I’ve
been thinking a lot about art lately. I’ve taken on the monumental task of organizing
our local craft fair. The catch is that
there are a lot of “new” rules this year and with change comes resistance. Some of the resistance is just that the tables
are more expensive this year than last, others are upset that they must now
follow the Guidelines laid out by the Health Authority for safe preparation and
sale of foods. The things that catches
me is the concept of “handmade” this is
a craft fair and the criteria state that items have to be crafted in some
significant way. Nothing with the stamp “made
in china”. While sometimes this is easy – those cute little hand blown glass
beads are definitely hand crafted, and somebody spent a lot of time crocheting
little hats for babies. Whereas those Pashmina imports from India were screened
out as not locally handcrafted. But the
line gets blurry - does gluing a little
metal hello kitty charms onto hair clips count as a craft? or cutting elastic bands in short lengths and
tying a knot in the end? How about
machine embroidery – where you buy a program for a Snoopy image and then let
the machine do its thing on hand towels? Are my little packages of seasoning blends
hand crafted?

**AIM 1**
According to the craft fair post, which imports were screened out as not locally handcrafted?
The rows that follow have no connection to the craft fair post.

**DATASET EXTRACT**
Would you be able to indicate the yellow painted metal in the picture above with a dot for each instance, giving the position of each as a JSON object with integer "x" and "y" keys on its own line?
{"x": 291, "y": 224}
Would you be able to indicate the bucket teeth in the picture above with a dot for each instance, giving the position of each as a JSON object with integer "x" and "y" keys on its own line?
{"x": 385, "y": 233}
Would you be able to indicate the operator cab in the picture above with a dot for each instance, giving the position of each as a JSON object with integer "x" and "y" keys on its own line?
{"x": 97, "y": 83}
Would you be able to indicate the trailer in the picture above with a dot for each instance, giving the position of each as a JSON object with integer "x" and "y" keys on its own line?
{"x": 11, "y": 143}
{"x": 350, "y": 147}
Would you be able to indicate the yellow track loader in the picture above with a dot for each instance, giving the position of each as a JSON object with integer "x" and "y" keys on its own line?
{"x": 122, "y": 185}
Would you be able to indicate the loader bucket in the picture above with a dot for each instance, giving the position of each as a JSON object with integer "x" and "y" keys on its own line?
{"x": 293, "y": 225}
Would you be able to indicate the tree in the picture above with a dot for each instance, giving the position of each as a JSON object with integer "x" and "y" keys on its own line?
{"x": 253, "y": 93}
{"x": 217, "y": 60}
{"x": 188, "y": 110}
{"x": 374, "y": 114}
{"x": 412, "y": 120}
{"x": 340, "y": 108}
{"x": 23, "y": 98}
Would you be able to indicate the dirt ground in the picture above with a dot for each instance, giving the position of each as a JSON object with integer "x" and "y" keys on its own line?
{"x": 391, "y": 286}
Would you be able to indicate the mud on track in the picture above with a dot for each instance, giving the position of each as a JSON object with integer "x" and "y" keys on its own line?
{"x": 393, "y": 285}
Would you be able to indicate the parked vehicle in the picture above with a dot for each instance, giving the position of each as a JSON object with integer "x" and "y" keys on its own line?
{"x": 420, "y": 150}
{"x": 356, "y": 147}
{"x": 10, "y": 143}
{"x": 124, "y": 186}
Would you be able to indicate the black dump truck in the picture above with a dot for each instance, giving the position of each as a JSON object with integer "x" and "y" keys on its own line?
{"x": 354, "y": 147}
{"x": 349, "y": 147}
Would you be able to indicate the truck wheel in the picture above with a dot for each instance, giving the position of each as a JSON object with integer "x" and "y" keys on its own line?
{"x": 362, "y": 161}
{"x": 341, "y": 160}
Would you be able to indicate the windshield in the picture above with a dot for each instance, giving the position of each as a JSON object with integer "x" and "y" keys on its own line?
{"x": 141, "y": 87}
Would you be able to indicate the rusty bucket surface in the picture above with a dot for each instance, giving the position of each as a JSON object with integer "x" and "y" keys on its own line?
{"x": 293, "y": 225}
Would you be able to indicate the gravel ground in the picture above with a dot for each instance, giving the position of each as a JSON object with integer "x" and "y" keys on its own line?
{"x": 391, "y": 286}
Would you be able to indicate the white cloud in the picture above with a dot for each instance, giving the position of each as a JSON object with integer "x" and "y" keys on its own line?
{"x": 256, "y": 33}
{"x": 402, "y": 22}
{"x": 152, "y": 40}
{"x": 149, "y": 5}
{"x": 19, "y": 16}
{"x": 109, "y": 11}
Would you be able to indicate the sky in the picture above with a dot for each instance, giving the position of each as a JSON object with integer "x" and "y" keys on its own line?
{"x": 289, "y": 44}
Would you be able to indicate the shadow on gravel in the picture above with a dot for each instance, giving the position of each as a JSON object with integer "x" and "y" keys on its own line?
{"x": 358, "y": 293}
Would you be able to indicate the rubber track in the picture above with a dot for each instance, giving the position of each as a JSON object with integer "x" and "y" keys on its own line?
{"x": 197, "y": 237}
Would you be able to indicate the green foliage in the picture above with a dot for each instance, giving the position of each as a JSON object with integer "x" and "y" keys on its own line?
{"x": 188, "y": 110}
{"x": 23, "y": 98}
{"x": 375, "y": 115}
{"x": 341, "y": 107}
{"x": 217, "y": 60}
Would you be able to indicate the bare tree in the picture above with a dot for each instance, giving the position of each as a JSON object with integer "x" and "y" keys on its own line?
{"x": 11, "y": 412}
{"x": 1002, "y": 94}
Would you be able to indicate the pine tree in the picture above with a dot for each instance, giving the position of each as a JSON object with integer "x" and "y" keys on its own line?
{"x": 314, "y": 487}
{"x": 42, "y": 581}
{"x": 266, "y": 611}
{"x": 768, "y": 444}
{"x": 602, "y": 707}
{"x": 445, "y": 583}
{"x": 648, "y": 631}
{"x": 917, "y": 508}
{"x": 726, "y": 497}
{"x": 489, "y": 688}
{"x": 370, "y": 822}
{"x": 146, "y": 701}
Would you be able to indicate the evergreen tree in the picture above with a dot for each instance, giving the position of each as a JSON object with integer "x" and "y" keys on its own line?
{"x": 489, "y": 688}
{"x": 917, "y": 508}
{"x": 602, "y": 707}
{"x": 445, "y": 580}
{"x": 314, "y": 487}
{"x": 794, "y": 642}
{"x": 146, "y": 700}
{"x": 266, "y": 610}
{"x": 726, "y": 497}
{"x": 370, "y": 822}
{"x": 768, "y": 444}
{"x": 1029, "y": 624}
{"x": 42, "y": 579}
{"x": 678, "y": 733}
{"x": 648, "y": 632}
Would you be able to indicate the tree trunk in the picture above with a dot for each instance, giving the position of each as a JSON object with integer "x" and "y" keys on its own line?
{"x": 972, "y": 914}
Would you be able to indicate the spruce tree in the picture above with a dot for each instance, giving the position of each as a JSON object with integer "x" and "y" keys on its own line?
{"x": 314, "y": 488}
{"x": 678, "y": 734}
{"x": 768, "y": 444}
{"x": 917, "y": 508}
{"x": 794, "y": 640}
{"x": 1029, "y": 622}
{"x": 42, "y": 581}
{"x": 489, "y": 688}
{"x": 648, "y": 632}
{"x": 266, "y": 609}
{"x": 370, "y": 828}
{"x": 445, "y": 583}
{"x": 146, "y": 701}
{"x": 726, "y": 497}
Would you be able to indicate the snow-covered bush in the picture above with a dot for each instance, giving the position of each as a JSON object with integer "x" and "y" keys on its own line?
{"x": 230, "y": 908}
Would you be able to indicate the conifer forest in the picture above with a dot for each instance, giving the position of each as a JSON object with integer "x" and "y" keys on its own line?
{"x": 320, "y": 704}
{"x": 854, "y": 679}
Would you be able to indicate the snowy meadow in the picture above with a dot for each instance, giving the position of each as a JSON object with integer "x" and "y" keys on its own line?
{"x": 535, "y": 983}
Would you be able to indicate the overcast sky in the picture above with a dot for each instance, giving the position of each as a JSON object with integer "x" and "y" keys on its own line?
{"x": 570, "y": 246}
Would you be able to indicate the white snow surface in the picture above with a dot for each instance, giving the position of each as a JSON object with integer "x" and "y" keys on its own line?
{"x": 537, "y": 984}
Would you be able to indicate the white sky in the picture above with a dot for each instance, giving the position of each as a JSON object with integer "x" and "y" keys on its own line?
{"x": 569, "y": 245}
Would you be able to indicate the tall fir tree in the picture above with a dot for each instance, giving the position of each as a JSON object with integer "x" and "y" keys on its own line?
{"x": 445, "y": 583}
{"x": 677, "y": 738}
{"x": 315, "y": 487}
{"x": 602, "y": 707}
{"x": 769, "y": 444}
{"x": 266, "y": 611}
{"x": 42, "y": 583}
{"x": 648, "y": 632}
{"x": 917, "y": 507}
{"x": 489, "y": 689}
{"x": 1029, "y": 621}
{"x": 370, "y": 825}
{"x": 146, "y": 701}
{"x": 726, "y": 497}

**AIM 2**
List every row that contains the word "white".

**RESULT 1**
The Pashmina imports from India.

**RESULT 2**
Would you be able to indicate the white cloud in the picture above with a dot for each instance, giving the position of each as a JSON object with integer "x" and "y" keys on its own line?
Would you be able to indicate the white snow surface in the picture above with a dot for each instance, giving the position of each as a JSON object with integer "x" and "y" keys on its own line?
Would you be able to indicate the white sky in the picture above with a dot for each instance, giving the position of each as a JSON object with integer "x" and "y" keys on its own line?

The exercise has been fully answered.